▸ **Brief**
Please recast the paragraph of the stable events email that begins "2) there are hundreds of events" as a short bulleted list, keeping its main facts.

▸ **Document section**

Subject: [RFD] Format for the new stable events ABI
From: Steven Rostedt <rostedt@goodmis.org>
To: LKML <linux-kernel@vger.kernel.org>
Cc: Linus Torvalds <torvalds@linux-foundation.org>,
        Ingo Molnar <mingo@elte.hu>, Andrew Morton <akpm@linux-foundation.org>,
        Thomas Gleixner <tglx@linutronix.de>,
        Frederic Weisbecker <fweisbec@gmail.com>,
        Arnaldo Carvalho de Melo <acme@infradead.org>,
        Mathieu Desnoyers <mathieu.desnoyers@efficios.com>,
        Peter Zijlstra <peterz@infradead.org>,
        Arjan van de Ven <arjan@linux.intel.com>
Content-Type: text/plain; charset="ISO-8859-15"
Date: Thu, 11 Nov 2010 13:06:08 -0500
Message-ID: <1289498768.12418.313.camel@gandalf.stny.rr.com>
Mime-Version: 1.0
Content-Transfer-Encoding: 7bit
Sender: linux-kernel-owner@vger.kernel.org
Content-Length: 6895
Lines: 186

At kernel summit, we talked about coming up with stable events. The
current events which reside in the debugfs directory and are used by
both ftrace and perf have some issues.

1) the format was specific to ftrace, and needs to be changed to be more
generic.

2) there are hundreds of events that can be added by all developers and
the events can come and go freely and change without notice. This makes
tools like powerchart break when a tracepoint they rely on changes.

3) They reside in debugfs, which is really meant for debugging and not
for tools. Moving them to /sys would be appropriate.

▸ **Record excerpts**
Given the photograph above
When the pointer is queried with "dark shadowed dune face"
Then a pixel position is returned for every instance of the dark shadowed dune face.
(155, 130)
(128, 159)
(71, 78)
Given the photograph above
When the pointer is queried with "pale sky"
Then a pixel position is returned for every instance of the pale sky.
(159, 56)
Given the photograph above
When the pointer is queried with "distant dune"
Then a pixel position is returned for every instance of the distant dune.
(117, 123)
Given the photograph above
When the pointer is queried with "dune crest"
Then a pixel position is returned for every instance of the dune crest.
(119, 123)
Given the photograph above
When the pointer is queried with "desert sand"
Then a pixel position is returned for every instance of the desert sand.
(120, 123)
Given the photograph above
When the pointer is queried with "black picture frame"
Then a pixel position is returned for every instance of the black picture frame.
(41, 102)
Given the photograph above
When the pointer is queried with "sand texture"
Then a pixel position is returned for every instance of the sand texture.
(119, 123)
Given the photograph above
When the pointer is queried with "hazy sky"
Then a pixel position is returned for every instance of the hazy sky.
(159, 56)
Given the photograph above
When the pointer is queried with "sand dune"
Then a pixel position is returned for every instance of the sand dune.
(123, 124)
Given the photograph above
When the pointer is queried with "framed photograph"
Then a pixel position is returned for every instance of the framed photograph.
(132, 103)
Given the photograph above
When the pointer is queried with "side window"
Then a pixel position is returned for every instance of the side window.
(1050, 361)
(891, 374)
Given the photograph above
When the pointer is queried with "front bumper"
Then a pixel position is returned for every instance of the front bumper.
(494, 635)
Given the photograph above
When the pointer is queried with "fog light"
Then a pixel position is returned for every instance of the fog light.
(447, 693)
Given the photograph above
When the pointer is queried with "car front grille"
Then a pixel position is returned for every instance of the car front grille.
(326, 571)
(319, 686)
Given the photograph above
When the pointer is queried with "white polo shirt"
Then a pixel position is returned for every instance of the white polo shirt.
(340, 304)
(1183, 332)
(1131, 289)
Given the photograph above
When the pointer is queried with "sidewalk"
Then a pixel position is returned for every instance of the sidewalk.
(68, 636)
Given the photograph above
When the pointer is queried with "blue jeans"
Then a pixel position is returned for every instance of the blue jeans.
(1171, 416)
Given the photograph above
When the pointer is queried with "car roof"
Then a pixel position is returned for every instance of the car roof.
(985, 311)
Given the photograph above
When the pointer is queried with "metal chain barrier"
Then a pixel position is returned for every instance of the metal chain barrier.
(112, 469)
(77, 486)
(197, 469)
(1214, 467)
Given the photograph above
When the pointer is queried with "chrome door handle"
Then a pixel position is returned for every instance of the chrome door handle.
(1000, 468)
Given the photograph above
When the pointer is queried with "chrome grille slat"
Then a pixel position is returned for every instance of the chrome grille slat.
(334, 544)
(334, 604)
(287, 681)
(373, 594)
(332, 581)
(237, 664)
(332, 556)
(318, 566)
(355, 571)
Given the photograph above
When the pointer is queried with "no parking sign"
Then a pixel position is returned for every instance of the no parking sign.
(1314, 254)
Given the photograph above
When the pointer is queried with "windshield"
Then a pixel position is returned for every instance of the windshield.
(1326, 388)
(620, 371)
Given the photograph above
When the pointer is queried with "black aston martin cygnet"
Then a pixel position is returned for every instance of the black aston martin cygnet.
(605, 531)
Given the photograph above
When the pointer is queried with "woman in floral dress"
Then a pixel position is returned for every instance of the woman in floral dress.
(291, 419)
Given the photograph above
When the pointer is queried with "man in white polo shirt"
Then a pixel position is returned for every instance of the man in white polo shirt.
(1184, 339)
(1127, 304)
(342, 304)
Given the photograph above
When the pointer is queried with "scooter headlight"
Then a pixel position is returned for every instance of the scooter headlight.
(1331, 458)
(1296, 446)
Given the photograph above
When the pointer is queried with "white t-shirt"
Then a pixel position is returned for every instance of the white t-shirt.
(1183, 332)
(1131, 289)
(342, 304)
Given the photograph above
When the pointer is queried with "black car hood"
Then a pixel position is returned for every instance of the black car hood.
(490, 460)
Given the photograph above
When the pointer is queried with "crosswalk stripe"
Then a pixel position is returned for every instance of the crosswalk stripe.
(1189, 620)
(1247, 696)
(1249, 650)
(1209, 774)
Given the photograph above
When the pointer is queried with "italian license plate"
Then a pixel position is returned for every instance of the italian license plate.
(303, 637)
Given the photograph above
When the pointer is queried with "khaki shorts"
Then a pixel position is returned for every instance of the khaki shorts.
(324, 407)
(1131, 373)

▸ **Output for this task**
- Any developer can add events, and there are hundreds of them.
- Events can come and go freely and change without notice.
- As a result, tools like powerchart break when a tracepoint they rely on changes.